■ PROBLEM STATEMENT: How many lines below contain the string "front", with case taken into account? Reply with the number only.

■ Stored data:
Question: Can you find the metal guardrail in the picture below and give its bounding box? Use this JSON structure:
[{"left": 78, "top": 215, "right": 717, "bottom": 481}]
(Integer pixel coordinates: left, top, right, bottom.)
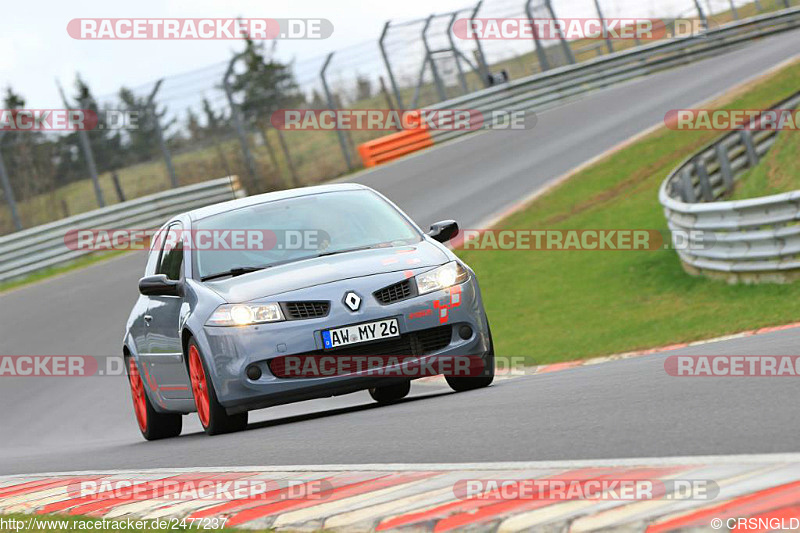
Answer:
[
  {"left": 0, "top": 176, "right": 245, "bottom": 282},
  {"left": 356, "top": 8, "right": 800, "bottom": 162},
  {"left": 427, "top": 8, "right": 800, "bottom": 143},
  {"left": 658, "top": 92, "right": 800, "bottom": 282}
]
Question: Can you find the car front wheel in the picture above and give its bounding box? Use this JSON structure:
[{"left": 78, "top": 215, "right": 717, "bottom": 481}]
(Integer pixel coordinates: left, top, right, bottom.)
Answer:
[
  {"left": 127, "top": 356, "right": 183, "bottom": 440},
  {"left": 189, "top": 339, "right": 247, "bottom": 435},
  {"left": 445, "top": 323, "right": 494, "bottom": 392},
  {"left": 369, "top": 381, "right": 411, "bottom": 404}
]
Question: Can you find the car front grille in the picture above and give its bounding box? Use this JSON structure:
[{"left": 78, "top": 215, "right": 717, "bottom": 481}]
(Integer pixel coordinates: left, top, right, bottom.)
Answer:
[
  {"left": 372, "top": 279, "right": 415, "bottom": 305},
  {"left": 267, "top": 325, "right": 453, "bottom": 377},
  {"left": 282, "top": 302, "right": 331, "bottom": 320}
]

==

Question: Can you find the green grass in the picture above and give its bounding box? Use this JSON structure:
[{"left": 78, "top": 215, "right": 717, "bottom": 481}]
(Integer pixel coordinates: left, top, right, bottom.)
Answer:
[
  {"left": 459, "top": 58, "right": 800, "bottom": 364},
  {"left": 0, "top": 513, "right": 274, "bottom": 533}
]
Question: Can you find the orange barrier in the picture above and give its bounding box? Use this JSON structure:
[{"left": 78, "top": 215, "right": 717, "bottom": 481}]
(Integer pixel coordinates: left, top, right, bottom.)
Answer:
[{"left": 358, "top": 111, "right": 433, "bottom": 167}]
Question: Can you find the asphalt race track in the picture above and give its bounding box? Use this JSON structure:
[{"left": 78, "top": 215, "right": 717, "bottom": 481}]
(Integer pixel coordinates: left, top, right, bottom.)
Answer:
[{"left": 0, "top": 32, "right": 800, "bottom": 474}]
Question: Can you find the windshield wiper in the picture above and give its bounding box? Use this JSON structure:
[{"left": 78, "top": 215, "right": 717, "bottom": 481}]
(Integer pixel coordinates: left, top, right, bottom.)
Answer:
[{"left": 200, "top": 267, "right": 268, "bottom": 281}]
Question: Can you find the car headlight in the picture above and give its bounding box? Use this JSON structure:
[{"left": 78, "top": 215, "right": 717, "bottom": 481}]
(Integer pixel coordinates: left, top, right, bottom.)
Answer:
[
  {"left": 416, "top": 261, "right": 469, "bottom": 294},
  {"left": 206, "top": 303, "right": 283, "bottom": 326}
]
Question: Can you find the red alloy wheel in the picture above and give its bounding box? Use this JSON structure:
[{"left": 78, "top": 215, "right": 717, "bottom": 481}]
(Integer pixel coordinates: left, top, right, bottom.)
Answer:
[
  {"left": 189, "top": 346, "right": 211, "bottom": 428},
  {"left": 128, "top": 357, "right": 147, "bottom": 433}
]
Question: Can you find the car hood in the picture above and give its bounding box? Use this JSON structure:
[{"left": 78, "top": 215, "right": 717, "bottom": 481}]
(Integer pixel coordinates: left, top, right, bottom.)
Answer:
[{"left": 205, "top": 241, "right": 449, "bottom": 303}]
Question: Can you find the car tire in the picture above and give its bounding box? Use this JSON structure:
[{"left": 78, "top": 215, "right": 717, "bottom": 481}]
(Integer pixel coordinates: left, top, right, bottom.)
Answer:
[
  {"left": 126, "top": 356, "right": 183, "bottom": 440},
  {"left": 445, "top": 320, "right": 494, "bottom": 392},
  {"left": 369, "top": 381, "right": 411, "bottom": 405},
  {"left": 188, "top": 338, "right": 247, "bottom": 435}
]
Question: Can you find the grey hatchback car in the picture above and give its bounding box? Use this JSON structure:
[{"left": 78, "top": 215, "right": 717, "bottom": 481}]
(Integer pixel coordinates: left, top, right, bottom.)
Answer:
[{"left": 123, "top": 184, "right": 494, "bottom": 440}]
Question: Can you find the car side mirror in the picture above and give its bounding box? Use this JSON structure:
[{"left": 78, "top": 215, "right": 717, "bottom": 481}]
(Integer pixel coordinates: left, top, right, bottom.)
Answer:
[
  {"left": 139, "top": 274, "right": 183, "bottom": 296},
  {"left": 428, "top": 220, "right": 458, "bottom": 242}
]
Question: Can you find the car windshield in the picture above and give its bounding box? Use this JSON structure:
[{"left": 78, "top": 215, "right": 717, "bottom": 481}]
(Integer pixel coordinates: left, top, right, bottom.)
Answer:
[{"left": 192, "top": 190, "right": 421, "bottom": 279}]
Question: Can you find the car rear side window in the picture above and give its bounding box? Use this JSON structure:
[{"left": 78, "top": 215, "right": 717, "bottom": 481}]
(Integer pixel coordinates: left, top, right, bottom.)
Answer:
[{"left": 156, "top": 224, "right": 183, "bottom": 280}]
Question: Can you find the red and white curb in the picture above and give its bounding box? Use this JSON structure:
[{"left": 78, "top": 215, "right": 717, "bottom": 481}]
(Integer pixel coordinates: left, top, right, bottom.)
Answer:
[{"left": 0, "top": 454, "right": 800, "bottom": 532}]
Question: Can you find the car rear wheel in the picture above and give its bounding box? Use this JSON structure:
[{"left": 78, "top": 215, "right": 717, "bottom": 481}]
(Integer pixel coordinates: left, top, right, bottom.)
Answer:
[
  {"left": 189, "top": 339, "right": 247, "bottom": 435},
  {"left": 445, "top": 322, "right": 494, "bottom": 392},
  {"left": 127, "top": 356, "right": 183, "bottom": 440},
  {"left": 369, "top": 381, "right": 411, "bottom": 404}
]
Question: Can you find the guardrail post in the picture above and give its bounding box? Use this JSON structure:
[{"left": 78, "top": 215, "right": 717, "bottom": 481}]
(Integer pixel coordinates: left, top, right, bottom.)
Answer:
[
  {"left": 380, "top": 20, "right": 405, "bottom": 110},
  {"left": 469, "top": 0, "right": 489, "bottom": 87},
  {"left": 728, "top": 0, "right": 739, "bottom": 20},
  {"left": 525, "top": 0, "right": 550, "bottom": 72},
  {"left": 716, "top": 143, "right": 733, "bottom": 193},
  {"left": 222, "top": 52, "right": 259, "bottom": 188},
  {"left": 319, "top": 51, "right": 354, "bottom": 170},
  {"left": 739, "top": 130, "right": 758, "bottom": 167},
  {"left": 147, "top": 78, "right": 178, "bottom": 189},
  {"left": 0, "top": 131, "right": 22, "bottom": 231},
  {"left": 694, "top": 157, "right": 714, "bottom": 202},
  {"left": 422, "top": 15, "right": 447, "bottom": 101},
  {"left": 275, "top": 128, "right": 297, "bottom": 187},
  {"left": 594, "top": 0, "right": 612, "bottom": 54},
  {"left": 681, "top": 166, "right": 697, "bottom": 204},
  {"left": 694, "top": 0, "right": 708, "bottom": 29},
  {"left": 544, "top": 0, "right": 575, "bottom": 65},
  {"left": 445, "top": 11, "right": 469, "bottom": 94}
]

■ EXPECTED OUTPUT: 2